[AVAILABLE DATA — start]
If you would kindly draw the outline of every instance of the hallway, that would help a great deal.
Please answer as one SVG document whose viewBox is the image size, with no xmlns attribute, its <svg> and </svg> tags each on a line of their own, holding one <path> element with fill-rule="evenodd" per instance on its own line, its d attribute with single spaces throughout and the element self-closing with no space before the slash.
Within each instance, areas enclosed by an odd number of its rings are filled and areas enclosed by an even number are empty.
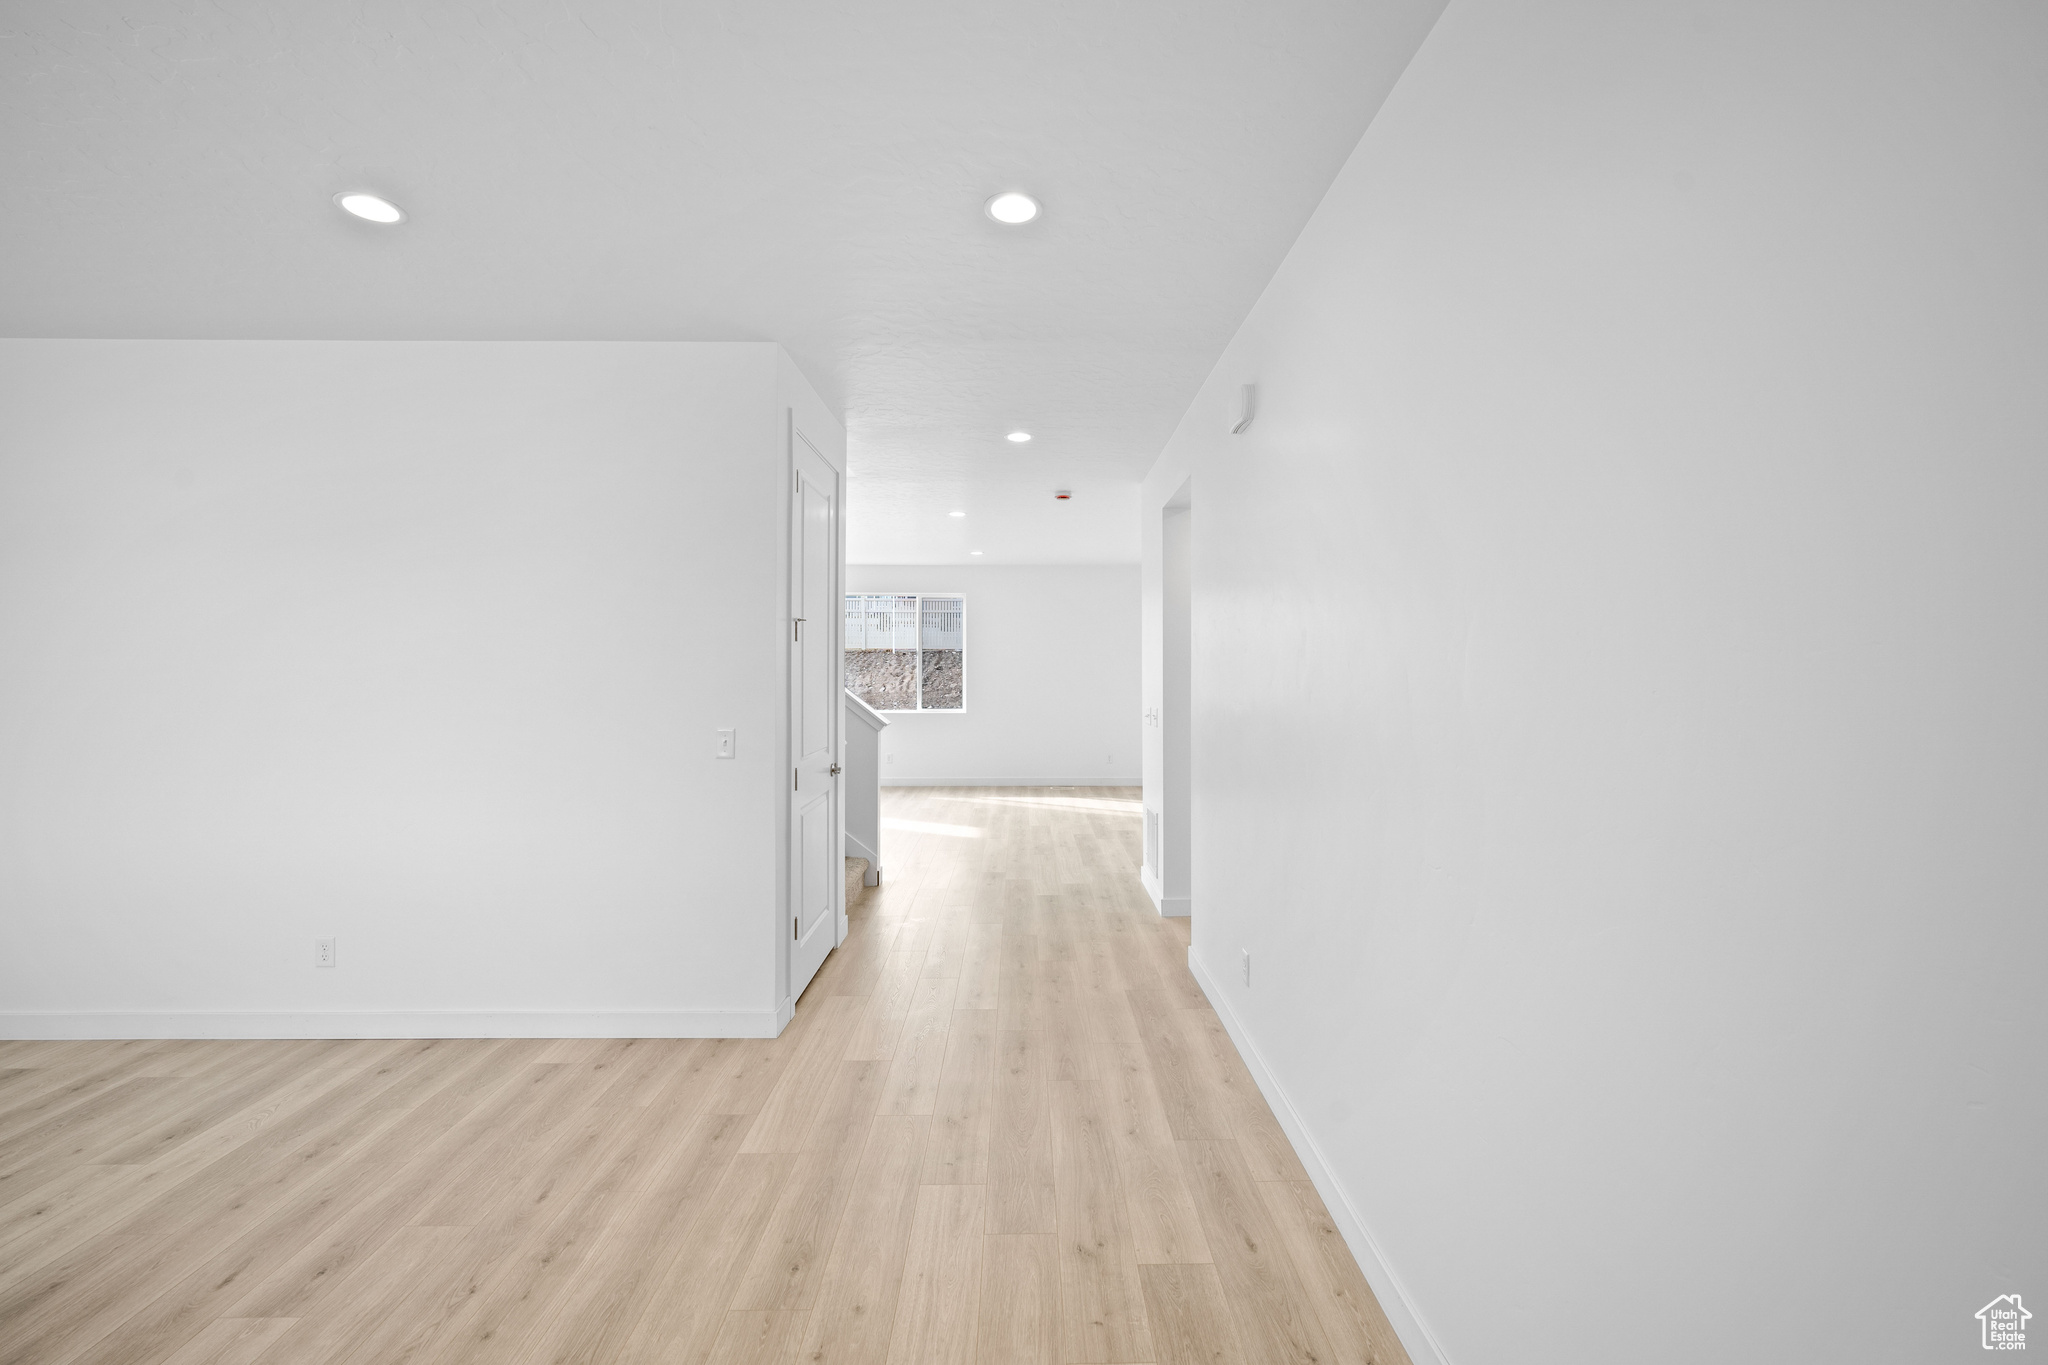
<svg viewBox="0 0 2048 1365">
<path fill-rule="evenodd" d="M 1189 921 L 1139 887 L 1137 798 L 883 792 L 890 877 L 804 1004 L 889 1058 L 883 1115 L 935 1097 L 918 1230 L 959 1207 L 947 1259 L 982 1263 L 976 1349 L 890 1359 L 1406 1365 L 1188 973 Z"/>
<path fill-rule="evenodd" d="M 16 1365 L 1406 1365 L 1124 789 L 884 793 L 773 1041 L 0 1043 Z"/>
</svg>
[AVAILABLE DATA — finish]
[AVAILABLE DATA — start]
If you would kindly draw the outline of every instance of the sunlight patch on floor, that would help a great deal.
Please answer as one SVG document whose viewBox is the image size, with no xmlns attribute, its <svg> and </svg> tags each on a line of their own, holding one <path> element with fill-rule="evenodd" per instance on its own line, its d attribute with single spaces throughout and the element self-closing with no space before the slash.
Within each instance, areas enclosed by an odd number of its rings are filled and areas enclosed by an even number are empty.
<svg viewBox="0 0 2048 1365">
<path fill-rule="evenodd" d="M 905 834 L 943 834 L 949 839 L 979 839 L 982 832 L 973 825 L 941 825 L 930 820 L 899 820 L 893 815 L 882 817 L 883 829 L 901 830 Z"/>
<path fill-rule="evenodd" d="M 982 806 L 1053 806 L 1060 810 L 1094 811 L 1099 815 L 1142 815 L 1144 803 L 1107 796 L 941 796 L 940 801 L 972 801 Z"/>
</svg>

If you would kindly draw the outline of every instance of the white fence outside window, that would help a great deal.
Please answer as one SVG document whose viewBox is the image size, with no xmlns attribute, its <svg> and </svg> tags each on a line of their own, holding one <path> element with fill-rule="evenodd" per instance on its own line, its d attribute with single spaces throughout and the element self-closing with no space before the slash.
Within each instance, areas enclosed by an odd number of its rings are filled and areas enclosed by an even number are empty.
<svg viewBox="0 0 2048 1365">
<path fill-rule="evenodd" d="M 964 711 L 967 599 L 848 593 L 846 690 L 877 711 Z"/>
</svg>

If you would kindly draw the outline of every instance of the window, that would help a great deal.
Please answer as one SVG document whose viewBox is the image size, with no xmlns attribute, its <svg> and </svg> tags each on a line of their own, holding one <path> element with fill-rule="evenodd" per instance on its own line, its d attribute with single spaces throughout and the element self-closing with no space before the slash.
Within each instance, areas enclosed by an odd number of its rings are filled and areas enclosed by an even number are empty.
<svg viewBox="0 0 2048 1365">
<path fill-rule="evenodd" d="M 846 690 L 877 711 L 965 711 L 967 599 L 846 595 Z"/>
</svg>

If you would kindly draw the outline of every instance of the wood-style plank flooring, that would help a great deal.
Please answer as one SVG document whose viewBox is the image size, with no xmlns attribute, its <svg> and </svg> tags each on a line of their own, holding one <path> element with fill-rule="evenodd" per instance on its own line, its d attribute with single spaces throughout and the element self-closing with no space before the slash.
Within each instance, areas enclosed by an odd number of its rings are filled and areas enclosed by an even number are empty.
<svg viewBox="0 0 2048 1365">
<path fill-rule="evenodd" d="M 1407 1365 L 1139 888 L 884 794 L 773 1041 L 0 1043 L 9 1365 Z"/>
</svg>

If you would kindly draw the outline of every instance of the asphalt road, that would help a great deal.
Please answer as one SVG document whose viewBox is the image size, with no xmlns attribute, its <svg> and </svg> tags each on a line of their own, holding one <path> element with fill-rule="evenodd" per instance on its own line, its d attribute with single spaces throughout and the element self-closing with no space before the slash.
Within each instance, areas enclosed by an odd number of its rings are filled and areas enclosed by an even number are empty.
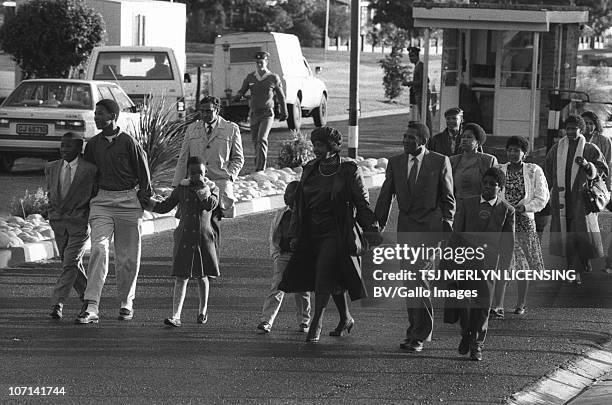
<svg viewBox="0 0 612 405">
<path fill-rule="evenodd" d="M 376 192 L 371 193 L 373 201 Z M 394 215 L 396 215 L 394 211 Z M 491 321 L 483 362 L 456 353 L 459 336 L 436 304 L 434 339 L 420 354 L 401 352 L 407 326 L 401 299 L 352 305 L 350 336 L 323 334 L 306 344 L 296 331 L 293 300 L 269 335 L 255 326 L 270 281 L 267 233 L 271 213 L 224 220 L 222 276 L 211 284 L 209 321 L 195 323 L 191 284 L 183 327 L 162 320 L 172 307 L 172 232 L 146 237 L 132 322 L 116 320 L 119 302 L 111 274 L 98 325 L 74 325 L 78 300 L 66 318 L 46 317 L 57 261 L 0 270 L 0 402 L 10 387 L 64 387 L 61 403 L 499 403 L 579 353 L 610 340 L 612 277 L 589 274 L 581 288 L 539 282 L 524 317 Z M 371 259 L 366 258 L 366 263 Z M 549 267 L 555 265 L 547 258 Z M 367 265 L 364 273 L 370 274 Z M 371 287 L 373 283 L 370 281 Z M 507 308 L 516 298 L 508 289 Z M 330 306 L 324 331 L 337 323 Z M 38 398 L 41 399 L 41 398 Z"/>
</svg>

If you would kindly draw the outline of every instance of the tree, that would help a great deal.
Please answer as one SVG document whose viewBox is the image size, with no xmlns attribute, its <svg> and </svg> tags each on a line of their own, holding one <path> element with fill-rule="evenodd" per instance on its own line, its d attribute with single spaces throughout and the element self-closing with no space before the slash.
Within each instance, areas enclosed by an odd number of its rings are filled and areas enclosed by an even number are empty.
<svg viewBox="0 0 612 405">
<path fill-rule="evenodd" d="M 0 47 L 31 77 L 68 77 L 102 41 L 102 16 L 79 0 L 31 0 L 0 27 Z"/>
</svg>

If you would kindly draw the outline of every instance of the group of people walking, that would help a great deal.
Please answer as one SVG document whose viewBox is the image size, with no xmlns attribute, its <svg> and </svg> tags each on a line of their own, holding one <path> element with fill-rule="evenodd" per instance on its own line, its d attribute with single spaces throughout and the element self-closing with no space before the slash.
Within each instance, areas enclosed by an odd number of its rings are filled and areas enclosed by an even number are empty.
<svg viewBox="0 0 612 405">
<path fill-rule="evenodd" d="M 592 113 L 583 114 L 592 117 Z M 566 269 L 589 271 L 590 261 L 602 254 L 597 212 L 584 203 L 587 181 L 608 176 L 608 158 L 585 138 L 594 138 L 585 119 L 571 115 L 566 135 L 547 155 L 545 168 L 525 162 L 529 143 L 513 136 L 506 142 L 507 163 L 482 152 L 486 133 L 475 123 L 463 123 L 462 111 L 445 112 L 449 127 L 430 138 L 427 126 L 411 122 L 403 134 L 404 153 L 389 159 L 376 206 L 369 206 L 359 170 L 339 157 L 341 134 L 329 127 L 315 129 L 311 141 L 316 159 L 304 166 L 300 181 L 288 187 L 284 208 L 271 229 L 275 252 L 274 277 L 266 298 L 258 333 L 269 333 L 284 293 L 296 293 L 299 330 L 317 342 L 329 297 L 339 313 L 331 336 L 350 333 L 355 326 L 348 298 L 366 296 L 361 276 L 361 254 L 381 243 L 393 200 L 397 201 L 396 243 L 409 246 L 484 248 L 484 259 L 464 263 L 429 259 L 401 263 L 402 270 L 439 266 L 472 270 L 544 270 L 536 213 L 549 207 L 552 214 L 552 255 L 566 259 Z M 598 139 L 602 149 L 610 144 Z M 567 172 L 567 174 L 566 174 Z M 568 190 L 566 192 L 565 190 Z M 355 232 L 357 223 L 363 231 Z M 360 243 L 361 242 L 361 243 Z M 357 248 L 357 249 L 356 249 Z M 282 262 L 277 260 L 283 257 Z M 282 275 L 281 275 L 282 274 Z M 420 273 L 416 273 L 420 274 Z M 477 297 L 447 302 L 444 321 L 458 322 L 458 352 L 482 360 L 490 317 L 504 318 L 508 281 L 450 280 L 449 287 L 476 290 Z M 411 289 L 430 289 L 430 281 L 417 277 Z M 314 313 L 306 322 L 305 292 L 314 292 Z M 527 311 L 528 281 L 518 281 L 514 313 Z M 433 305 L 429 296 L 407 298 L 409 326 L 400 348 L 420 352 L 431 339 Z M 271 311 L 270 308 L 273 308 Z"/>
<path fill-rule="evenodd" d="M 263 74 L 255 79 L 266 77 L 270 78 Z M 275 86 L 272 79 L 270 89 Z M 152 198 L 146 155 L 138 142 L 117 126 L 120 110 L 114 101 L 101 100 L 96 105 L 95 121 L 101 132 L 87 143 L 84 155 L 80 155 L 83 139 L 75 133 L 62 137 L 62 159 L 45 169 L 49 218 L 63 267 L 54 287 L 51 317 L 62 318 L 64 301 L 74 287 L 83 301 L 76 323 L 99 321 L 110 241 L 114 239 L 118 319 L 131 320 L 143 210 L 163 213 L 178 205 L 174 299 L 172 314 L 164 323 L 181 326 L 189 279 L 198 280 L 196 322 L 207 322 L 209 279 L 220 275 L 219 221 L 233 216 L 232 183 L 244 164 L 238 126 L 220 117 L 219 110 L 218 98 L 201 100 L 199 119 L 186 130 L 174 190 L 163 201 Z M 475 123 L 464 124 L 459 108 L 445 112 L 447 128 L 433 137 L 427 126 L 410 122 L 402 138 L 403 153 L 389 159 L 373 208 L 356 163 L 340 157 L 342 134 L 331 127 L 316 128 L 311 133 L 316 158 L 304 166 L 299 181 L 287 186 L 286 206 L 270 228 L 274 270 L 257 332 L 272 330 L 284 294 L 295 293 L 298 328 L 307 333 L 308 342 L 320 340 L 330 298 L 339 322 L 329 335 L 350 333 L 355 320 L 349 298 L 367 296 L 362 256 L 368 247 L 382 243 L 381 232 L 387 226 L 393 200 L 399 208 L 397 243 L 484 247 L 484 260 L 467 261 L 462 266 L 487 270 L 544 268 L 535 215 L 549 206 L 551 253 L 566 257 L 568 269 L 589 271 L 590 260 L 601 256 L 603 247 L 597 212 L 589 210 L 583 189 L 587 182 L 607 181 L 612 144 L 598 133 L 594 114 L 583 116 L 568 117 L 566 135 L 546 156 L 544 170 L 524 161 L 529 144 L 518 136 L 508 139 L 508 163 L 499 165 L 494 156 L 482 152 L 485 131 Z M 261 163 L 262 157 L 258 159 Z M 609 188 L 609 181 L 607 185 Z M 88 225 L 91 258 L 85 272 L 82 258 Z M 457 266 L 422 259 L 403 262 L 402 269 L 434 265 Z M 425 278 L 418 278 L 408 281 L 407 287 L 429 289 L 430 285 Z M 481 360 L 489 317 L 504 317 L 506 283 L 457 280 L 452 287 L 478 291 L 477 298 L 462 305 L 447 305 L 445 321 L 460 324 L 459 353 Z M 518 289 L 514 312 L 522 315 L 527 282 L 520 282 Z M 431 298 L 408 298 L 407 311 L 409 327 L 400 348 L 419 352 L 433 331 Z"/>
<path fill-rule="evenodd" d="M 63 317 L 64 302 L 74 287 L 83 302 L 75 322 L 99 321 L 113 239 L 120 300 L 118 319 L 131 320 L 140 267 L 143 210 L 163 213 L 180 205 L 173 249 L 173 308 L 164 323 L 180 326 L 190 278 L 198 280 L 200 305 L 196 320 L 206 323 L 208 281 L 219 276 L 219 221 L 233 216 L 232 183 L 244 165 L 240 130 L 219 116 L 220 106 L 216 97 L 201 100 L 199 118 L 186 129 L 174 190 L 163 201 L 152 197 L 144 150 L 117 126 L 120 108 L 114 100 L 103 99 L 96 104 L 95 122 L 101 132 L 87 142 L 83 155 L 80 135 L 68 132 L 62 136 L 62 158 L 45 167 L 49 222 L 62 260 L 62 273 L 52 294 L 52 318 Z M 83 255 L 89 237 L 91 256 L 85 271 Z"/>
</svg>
[AVAILABLE DATA — finish]
**ACTIVITY:**
Among the records above, find the lines that contain "window" and copy every one.

**ANSWER SECTION:**
If you would kindly draw the outline of every instance of the white fence outside window, that would help a great deal.
If you would kindly draw the outline of every instance of the window, that would help a great deal.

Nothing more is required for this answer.